▶ [Given passage]
+--

# Hong Kong’s GNP increased by 14.6%, GDP recorded a 11.7% increase



## Golden Loon (Mar 14, 2005)

Hong Kong's Gross National Product (GNP) and External Factor Income Flows (EFIF) for the fourth quarter of 2007 and the whole year of 2007
************************************************************ 
Statistics on Hong Kong’s Gross National Product (GNP) and External Factor Income Flows (EFIF) for the fourth quarter of 2007 and the whole year of 2007 are released today (March 14) by the Census and Statistics Department.

In the fourth quarter of 2007, Hong Kong’s GNP increased by 14.6% over a year earlier to $465.3 billion at current market prices. The Gross Domestic Product (GDP), estimated at $447.2 billion at current market prices in the same quarter, recorded a 11.7% increase during the period. Compared with GDP, the value of Hong Kong’s GNP was larger by $18.1 billion in the fourth quarter of 2007, representing a net external factor income inflow of the same amount, and equivalent to 4.1% of GDP in that quarter.

After netting out the effect of price changes, Hong Kong’s GNP increased by 9.4% in real terms in the fourth quarter of 2007 over a year earlier. This was higher than the corresponding increase of 6.7% recorded for GDP in the same quarter.

+--

▶ [Actions to take]
A: Please duplicate the part of the Hong Kong GNP release starting with "Hong Kong's Gross" and going on through "and Statistics Department.".
B: According to the Hong Kong GNP release, by what percentage did Hong Kong's GNP increase in real terms in the fourth quarter of 2007 over a year earlier?

+--

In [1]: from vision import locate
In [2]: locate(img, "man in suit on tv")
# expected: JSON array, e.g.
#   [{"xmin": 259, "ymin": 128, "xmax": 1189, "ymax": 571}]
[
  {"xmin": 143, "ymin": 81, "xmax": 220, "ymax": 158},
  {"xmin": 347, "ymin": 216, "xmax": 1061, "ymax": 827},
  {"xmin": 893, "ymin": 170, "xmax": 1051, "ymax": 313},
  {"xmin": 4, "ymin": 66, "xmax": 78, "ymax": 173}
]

+--

▶ [Answers in order]
A:
Hong Kong's Gross National Product (GNP) and External Factor Income Flows (EFIF) for the fourth quarter of 2007 and the whole year of 2007
************************************************************ 
Statistics on Hong Kong’s Gross National Product (GNP) and External Factor Income Flows (EFIF) for the fourth quarter of 2007 and the whole year of 2007 are released today (March 14) by the Census and Statistics Department.

B: 9.4%